* WHAT IS REQUIRED: Please express the lines of the entries below as a JSON list of strings, one string per line with blank lines left out, beginning at the line that contains "Aerial survey: pinpoint the concrete" and stopping after the line that contains "xmin=0 ymin=377 xmax=1242 ymax=560". Include only those lines.

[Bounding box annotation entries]

# # # #

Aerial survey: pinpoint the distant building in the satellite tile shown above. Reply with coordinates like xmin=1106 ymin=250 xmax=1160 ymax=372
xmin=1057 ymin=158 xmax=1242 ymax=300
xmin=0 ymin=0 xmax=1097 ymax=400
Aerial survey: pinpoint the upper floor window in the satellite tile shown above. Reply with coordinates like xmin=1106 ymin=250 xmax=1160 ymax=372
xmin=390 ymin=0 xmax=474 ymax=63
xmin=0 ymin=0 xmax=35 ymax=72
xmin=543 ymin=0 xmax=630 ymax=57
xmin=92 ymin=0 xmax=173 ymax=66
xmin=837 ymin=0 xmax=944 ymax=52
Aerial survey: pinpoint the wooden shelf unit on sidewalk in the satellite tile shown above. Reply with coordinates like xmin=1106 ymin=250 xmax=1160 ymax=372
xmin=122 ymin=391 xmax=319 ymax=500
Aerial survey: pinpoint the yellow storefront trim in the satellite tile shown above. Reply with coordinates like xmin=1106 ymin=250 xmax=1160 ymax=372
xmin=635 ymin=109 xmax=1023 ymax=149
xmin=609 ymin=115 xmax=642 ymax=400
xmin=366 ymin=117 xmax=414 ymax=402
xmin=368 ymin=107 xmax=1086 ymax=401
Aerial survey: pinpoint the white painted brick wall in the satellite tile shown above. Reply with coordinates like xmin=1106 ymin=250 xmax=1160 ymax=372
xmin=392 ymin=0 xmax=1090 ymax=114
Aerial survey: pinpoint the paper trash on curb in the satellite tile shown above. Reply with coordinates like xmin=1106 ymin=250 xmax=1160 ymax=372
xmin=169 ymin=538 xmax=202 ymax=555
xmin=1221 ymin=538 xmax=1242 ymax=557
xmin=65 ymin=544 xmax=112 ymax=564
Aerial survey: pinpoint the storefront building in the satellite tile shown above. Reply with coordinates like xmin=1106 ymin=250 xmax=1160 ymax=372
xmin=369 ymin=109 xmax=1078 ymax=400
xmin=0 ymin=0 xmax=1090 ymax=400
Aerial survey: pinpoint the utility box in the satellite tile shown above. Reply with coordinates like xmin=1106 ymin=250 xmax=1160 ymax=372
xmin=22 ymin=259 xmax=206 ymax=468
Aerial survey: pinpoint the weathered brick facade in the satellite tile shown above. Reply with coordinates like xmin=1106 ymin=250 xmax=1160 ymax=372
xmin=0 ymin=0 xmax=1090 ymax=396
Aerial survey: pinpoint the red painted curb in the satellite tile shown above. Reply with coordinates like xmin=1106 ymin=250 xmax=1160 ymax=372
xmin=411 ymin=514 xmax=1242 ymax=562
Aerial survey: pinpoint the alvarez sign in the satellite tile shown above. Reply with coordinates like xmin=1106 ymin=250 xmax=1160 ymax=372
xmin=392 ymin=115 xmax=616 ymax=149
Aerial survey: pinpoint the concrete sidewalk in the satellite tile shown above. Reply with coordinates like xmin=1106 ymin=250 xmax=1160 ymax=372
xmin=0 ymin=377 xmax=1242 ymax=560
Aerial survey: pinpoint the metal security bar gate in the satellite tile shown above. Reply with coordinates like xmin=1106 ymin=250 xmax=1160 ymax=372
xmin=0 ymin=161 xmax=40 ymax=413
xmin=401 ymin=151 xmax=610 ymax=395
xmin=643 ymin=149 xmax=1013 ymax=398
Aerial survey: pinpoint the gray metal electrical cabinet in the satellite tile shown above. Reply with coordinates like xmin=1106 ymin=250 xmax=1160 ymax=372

# # # #

* TASK SOLUTION:
[
  "Aerial survey: pinpoint the concrete sidewalk in the satellite tile shown above. Reply with coordinates like xmin=1106 ymin=250 xmax=1160 ymax=372",
  "xmin=0 ymin=377 xmax=1242 ymax=560"
]